> _ENUNCIADO_
Responda, por favor, às perguntas sobre o trecho abaixo, que trata do café e das mudanças climáticas:
1. De que condições de crescimento depende a produção de café?
2. Em que zonas o aumento das temperaturas globais beneficia a produção de café?
3. Que temperatura recorde foi atingida perto de Siracusa?

A produção de café depende de condições de crescimento consistentes e ideais, como luz solar abundante e temperaturas estáveis. Para os países de origem ao longo do Cinturão do Grão, quaisquer mudanças significativas nos fatores ambientais, como aumento da temperatura ou aumento da precipitação, podem ser prejudiciais.

Isso se deve principalmente ao fato de os agricultores terem que “subir mais alto” para cultivar café com sucesso em temperaturas mais frias. Além disso, países menos desenvolvidos economicamente (que inclui a maioria das regiões cafeeiras) são mais suscetíveis aos efeitos das mudanças climáticas.

No entanto, verificou-se que o impacto do aumento das temperaturas globais beneficia a produção de café em zonas mais distante do Equador. Geralmente, se sentem as mudanças climáticas em menor grau nessas regiões do que ao longo do Cinturão do Grão.

Nesse sentido, Andrea diz como o tempo mudou na Sicília. “No ano passado, houve ondas de calor incríveis, com temperaturas recordes que atingiram cerca de 48ºC perto de Siracusa”.

“Também houve intensas tempestades tropicais, chuvas torrenciais e tornados. Nos últimos, estamos experimentando uma mudança nas estações, bem como uma dupla floração em plantas e árvores ao longo do ano”, ele acrescenta.

> _Registros de anotação por pontos_
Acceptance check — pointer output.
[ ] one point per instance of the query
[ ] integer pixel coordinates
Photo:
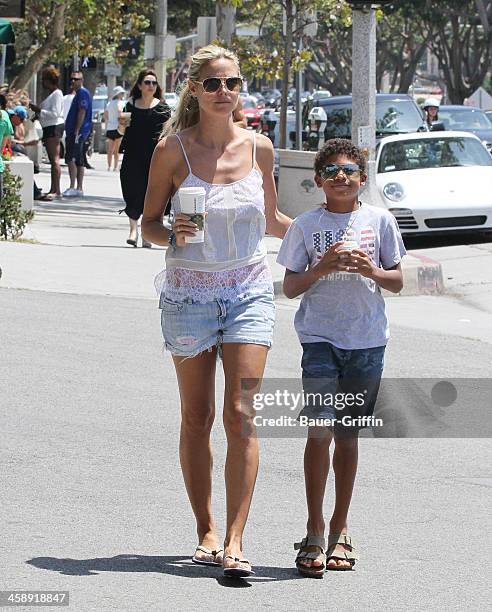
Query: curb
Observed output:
(421, 276)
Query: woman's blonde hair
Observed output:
(187, 111)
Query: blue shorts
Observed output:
(74, 151)
(190, 327)
(340, 385)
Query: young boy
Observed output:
(339, 256)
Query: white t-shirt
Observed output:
(113, 108)
(52, 109)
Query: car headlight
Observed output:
(394, 192)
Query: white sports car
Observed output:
(436, 182)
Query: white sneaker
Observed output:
(71, 193)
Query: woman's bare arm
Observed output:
(277, 222)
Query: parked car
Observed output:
(252, 113)
(395, 114)
(467, 119)
(171, 99)
(436, 182)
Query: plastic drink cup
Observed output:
(192, 203)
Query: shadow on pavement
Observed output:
(172, 565)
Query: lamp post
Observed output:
(364, 83)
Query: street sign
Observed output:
(13, 10)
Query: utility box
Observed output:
(297, 191)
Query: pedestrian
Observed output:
(148, 114)
(78, 126)
(218, 294)
(112, 116)
(431, 109)
(50, 114)
(18, 143)
(339, 255)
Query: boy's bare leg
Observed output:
(316, 468)
(345, 458)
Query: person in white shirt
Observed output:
(50, 113)
(112, 116)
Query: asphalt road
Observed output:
(93, 501)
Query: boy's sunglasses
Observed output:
(213, 83)
(330, 172)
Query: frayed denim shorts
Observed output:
(190, 327)
(340, 385)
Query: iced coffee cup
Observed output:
(192, 203)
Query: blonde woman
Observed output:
(218, 295)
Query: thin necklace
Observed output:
(352, 219)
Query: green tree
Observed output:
(54, 29)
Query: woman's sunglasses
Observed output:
(213, 83)
(330, 172)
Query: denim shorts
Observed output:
(190, 327)
(340, 385)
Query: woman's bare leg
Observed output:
(196, 380)
(241, 361)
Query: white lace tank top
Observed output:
(232, 259)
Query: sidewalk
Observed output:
(79, 246)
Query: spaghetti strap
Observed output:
(184, 153)
(254, 149)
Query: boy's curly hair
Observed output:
(339, 146)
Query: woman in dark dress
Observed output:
(148, 114)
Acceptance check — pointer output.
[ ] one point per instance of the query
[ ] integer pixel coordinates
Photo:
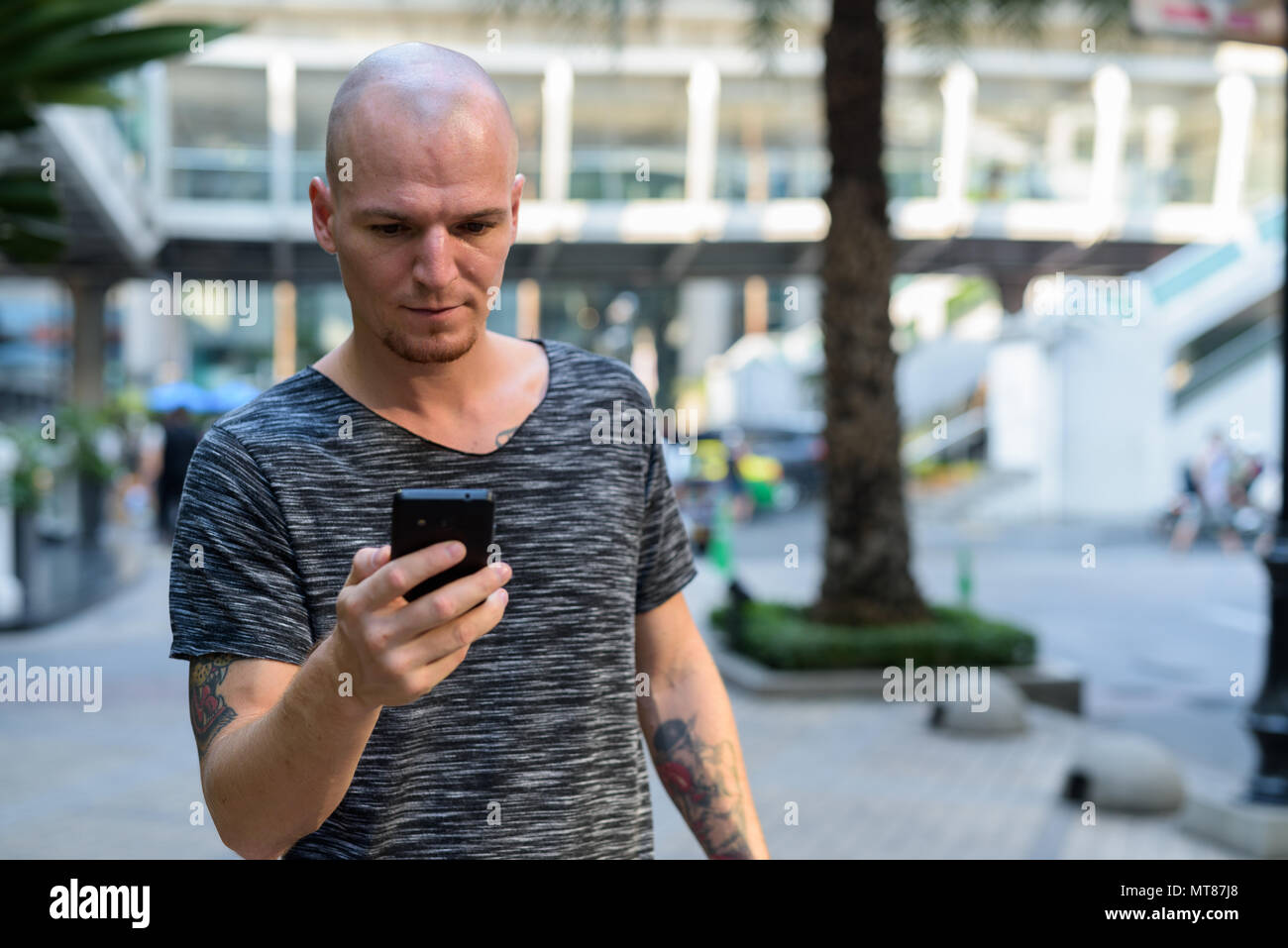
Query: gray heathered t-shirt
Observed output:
(537, 727)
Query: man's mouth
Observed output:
(425, 311)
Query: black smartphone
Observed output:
(423, 517)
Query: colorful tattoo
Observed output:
(702, 780)
(210, 712)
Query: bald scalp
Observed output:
(434, 84)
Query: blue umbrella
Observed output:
(231, 394)
(176, 394)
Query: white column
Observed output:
(958, 88)
(1159, 149)
(1111, 91)
(281, 133)
(706, 314)
(11, 586)
(1235, 97)
(699, 156)
(555, 130)
(159, 132)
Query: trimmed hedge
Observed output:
(781, 636)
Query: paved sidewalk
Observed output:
(872, 780)
(868, 779)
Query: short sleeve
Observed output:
(235, 586)
(666, 554)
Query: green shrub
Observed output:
(782, 636)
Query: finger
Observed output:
(366, 561)
(398, 576)
(446, 640)
(447, 603)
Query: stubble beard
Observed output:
(438, 347)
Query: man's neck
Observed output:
(386, 382)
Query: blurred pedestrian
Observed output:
(180, 441)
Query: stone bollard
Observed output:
(1125, 772)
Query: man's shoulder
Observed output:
(597, 377)
(282, 412)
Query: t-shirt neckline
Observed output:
(541, 404)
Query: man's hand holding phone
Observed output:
(398, 651)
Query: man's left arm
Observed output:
(690, 728)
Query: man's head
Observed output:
(421, 202)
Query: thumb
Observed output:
(366, 562)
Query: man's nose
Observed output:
(434, 264)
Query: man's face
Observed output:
(425, 224)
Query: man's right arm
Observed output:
(279, 743)
(278, 746)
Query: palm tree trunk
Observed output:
(867, 553)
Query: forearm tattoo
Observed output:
(703, 782)
(210, 711)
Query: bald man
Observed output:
(501, 715)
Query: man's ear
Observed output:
(323, 214)
(515, 193)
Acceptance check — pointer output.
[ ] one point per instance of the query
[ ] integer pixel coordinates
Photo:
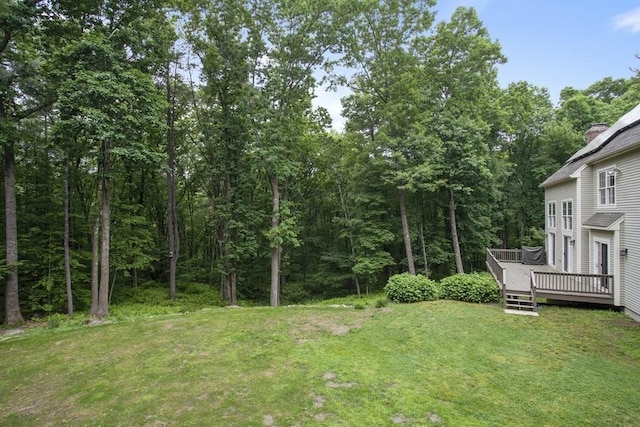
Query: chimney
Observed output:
(595, 130)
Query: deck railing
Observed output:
(494, 266)
(507, 255)
(599, 284)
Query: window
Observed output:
(607, 187)
(551, 215)
(567, 215)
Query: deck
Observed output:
(543, 281)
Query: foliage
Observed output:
(472, 287)
(381, 303)
(406, 288)
(294, 293)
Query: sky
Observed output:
(548, 43)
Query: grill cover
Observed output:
(533, 255)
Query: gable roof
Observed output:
(624, 134)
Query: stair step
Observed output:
(520, 304)
(525, 306)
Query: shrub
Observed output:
(381, 303)
(474, 287)
(406, 288)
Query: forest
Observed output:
(169, 142)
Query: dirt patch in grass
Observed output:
(309, 327)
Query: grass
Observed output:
(436, 363)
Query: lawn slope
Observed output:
(437, 363)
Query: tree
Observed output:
(296, 38)
(23, 93)
(109, 101)
(384, 106)
(525, 114)
(460, 65)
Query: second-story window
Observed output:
(607, 187)
(567, 215)
(551, 215)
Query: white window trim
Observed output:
(551, 249)
(554, 216)
(594, 255)
(607, 171)
(564, 217)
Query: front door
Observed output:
(601, 257)
(566, 254)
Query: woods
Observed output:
(160, 142)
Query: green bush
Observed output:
(473, 287)
(381, 303)
(406, 288)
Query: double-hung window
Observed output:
(551, 214)
(567, 215)
(607, 187)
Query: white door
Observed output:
(602, 259)
(566, 254)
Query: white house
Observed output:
(593, 211)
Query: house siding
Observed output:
(627, 194)
(588, 200)
(558, 193)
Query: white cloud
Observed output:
(628, 20)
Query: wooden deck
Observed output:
(543, 281)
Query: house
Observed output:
(593, 213)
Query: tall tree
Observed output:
(297, 36)
(23, 93)
(461, 65)
(385, 105)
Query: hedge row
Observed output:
(473, 287)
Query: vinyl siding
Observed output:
(558, 193)
(588, 208)
(628, 201)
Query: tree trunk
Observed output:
(12, 302)
(276, 250)
(172, 222)
(103, 291)
(405, 233)
(234, 288)
(67, 256)
(95, 252)
(424, 250)
(454, 232)
(347, 218)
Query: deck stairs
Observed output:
(520, 303)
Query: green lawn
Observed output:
(436, 363)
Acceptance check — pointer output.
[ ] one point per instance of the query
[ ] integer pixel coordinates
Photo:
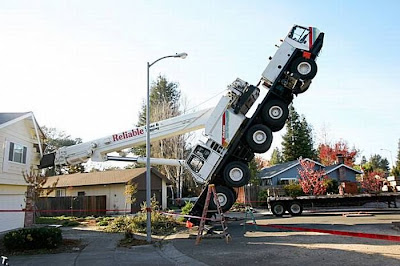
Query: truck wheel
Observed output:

> _RESPOSTA_
1. De condições consistentes e ideais, como luz solar abundante e temperaturas estáveis.
2. Em zonas mais distantes do Equador.
3. Cerca de 48ºC.